_Brief 1_.
Translate this sentence from the passage on the Denver Broncos' early seasons into Spanish: "Survival had been the focus of the Broncos’ first seven seasons."
_Brief 2_.
Continue the passage on the Denver Broncos' early seasons, beginning right after its final sentence.

The Broncos moved to new suburban executive offices with an adjacent practice field and locker room facilities.
FINALLY ON THE FOOTBALL MAP
Survival had been the focus of the Broncos’ first seven seasons. Trying to build a contender would be the goal of the seasons that followed.
The Broncos didn’t have to worry about stability any longer. Thanks to fans and local businesses, who raised millions of dollars, Bears Stadium was to be renovated and enlarged, eventually taking on its famed name of Denver Mile High Stadium. Lou Saban was the new head coach and general manager, and a new facility in Adams County was under construction.
Just as important, the merger created a common AFL-NFL draft. No longer would the Broncos use first-round picks on players they were unlikely to sign because of their limited budget; this time, they could draft a player and expect to keep him.

_Dataset excerpts_.
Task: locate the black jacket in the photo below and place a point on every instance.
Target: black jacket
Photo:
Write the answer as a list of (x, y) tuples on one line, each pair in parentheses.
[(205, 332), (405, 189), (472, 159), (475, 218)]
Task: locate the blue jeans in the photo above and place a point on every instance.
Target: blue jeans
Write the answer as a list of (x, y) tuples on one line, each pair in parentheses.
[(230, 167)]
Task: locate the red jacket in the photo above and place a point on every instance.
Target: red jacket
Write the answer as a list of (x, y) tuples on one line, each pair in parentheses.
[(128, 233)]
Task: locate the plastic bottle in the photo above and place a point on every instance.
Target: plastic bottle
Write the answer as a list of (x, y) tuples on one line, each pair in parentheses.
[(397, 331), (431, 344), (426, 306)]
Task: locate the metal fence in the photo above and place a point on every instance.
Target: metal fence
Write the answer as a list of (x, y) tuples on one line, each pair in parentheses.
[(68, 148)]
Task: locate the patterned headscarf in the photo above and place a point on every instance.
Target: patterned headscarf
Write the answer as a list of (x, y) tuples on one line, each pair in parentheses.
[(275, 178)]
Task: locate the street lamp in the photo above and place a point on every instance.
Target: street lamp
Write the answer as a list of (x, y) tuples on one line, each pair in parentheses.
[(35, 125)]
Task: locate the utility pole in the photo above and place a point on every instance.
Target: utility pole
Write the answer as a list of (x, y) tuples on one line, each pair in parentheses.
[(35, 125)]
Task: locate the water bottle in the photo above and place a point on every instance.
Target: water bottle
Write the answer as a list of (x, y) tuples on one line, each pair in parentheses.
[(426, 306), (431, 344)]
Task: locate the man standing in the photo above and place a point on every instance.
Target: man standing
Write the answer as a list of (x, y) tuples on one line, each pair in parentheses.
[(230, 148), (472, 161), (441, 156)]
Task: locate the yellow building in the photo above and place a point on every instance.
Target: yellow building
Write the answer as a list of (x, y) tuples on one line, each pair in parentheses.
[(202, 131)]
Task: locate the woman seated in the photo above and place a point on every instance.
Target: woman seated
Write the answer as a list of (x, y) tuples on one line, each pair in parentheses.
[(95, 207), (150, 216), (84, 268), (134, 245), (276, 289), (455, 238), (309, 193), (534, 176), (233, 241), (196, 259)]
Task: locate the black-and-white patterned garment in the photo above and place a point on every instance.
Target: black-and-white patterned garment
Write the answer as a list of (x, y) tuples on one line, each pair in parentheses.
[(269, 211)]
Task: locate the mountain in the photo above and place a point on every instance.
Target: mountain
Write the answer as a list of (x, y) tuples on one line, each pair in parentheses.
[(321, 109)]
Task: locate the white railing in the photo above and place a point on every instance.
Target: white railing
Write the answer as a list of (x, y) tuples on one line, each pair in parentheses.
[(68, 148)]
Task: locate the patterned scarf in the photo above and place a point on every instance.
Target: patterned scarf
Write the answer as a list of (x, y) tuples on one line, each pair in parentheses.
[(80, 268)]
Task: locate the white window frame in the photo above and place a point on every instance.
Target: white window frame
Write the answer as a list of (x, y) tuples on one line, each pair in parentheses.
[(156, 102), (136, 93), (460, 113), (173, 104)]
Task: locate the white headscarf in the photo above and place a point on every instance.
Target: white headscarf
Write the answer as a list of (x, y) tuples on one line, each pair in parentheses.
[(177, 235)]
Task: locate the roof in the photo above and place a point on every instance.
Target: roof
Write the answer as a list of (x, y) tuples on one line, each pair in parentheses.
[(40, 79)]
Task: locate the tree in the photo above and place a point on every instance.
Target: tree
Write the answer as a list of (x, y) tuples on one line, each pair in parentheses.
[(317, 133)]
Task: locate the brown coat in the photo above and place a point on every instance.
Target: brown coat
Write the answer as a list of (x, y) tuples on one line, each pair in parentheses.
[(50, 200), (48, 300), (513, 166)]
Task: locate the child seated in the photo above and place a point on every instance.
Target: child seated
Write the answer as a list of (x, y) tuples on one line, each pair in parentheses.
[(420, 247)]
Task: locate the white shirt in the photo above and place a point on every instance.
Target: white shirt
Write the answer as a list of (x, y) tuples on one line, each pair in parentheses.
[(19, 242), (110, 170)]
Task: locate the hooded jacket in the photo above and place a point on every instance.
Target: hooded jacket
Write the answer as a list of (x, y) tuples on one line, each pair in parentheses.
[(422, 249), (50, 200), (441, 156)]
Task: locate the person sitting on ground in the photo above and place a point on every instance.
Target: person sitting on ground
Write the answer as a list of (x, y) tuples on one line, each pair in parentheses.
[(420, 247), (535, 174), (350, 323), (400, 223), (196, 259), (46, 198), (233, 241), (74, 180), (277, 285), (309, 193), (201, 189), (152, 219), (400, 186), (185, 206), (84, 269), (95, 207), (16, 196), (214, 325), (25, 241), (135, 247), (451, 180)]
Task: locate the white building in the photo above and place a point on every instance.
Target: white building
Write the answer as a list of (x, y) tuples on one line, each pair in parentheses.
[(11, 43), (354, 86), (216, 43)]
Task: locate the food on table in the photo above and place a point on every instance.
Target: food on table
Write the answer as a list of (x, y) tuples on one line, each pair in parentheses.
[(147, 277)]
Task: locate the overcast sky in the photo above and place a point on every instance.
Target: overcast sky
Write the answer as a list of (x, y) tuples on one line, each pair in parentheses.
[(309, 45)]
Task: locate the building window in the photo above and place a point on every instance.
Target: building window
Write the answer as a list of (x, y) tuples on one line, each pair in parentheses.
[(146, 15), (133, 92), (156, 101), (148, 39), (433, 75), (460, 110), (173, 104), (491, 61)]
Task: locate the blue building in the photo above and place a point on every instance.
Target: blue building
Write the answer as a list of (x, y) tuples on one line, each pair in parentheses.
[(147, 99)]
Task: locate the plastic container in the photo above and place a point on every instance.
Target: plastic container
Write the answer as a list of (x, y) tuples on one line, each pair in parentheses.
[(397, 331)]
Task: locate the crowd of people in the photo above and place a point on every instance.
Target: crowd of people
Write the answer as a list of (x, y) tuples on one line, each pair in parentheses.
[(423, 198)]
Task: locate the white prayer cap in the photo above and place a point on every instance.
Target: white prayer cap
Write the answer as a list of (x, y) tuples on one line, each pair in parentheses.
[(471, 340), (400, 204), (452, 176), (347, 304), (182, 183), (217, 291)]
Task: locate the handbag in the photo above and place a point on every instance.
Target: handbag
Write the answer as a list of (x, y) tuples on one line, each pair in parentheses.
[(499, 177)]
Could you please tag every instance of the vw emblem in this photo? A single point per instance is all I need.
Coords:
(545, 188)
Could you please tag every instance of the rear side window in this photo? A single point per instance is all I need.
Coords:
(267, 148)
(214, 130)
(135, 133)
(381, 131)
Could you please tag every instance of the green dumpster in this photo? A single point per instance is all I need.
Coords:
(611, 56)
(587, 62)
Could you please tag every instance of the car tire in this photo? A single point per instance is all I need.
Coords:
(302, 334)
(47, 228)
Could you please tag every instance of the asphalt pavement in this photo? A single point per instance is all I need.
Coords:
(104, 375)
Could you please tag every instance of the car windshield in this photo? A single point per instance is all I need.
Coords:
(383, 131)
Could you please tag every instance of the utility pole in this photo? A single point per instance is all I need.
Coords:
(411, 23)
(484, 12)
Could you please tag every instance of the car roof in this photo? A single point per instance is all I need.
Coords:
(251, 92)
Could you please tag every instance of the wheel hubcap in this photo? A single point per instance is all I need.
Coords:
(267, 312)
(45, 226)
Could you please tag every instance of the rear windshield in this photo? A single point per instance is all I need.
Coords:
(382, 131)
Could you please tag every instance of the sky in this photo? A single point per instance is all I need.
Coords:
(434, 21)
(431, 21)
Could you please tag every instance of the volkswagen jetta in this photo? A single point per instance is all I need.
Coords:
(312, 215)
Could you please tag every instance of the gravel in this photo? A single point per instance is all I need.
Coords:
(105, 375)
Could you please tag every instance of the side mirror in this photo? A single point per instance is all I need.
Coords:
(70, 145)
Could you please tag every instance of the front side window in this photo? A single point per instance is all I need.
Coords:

_Exercise response 1_.
La supervivencia había sido el objetivo principal de las primeras siete temporadas de los Broncos.

_Exercise response 2_.
But the Broncos’ call was not the one Floyd Little expected.
“The only way I got to Denver was because of our sports information director at Syracuse, Val Pinchbeck. Lou Saban had decided to draft Gene Upshaw and then he asked Val what kind of guy Floyd Little is. Val told him that I was a good guy, but said he knew the Broncos were going to draft Upshaw. Saban said, ‘Well, we are going to draft Floyd Little.’ That is how I got to Denver.”
At first, Little wasn’t happy. But then he visited Denver.
“Then I came to visit in April sometime and the weather was absolutely gorgeous and I fell in love with Denver. Growing up on the East Coast I never really knew where Denver was other than the history and the (covered) wagons were traveling through on the way to the gold rush,” he said. “But I didn’t know where Denver was. I wasn’t happy when I was drafted by Denver, but I was happy that I was (drafted) and it turned out very well.”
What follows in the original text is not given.